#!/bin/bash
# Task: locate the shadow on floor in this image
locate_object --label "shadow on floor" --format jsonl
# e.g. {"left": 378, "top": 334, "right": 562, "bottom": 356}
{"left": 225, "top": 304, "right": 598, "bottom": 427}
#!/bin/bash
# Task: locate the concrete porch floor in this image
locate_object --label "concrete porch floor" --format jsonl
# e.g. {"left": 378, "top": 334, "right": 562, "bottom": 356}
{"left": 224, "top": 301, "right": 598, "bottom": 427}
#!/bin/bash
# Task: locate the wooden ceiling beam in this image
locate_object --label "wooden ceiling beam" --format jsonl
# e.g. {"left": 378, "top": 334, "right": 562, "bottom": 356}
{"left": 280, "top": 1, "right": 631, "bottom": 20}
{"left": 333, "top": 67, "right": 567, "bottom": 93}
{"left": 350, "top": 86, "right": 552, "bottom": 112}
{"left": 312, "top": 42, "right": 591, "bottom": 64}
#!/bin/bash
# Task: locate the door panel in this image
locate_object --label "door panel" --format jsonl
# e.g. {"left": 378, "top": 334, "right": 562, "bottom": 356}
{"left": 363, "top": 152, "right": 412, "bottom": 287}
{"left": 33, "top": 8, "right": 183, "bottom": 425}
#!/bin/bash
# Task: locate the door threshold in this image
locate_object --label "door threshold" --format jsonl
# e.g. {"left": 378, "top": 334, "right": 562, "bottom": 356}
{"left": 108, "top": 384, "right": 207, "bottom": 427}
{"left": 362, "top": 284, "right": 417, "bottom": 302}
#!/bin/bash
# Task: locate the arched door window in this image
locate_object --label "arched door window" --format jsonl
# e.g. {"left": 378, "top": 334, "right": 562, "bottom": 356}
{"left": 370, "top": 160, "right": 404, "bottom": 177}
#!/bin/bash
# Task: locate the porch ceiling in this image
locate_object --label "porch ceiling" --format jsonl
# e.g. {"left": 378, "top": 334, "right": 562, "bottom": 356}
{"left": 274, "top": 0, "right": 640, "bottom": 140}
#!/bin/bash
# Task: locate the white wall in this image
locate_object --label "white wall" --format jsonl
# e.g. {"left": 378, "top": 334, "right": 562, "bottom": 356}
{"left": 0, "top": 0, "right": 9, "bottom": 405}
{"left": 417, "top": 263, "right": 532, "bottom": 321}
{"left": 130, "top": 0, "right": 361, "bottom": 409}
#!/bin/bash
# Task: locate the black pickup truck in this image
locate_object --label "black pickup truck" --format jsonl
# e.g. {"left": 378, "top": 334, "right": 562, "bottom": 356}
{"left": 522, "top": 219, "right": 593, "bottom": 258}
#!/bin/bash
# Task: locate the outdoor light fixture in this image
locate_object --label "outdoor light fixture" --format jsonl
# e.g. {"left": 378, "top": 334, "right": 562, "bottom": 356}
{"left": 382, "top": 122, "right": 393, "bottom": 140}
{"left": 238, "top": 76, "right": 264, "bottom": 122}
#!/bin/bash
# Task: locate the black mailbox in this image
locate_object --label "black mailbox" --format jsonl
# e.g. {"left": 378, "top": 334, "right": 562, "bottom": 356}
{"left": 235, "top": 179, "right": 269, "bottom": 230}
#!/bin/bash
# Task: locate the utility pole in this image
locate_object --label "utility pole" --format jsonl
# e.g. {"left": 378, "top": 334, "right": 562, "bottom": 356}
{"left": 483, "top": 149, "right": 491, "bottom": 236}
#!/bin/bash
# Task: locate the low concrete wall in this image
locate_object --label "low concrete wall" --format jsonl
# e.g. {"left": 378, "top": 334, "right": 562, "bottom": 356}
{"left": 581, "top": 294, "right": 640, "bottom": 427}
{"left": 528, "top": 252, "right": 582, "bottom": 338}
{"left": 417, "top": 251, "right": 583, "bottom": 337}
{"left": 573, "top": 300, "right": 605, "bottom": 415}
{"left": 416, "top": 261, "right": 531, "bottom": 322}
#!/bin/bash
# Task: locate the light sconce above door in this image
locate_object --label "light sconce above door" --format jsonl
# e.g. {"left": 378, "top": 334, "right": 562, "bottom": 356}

_Work request:_
Your answer should consist of the lines from the material that contain "shadow".

_Answer to this exercise:_
# Task: locate the shadow on floor in this image
locate_object --label "shadow on floor" --format jsonl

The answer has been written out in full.